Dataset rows

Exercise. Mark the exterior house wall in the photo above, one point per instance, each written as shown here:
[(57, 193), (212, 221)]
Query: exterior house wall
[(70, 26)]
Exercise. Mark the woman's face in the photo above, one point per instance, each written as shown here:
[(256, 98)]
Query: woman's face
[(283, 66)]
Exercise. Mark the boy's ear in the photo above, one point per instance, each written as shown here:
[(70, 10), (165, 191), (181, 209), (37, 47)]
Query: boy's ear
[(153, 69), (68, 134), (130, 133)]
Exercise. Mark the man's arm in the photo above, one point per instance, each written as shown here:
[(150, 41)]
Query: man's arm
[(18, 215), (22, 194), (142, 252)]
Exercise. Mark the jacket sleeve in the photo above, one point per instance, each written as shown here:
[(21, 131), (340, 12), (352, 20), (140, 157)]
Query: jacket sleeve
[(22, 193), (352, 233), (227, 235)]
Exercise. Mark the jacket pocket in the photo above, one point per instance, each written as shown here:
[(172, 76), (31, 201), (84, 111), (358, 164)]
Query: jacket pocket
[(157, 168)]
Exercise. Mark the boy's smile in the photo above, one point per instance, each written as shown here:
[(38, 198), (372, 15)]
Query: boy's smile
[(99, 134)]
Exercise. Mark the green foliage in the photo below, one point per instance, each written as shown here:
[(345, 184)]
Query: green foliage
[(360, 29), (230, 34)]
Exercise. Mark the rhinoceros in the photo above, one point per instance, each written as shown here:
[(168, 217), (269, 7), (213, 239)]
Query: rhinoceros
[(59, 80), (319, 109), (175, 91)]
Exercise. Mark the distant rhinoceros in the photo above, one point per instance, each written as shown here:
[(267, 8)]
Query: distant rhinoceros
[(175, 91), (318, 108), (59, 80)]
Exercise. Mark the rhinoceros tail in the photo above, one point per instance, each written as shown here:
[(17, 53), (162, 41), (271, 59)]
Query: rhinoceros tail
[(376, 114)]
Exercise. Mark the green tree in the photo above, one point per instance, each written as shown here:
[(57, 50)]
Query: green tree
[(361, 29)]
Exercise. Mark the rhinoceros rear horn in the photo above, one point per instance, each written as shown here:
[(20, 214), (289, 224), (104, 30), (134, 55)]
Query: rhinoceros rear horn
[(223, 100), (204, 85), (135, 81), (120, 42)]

- _Exercise goal_: Write out the lines from the one with "Exercise. Mark the distant" to the one with "[(175, 91), (318, 108), (59, 80)]", requests included. Multiply each point coordinate in the answers by 1.65 and round to whole numbers, rounding halves up. Leave the coordinates in the requests and their format samples unchanged.

- _Answer to this problem_:
Exercise. Mark the distant rhinoceros in the photo above, one point per instance, each written as shown here:
[(267, 8)]
Query: distant rhinoceros
[(289, 150), (525, 178), (97, 132)]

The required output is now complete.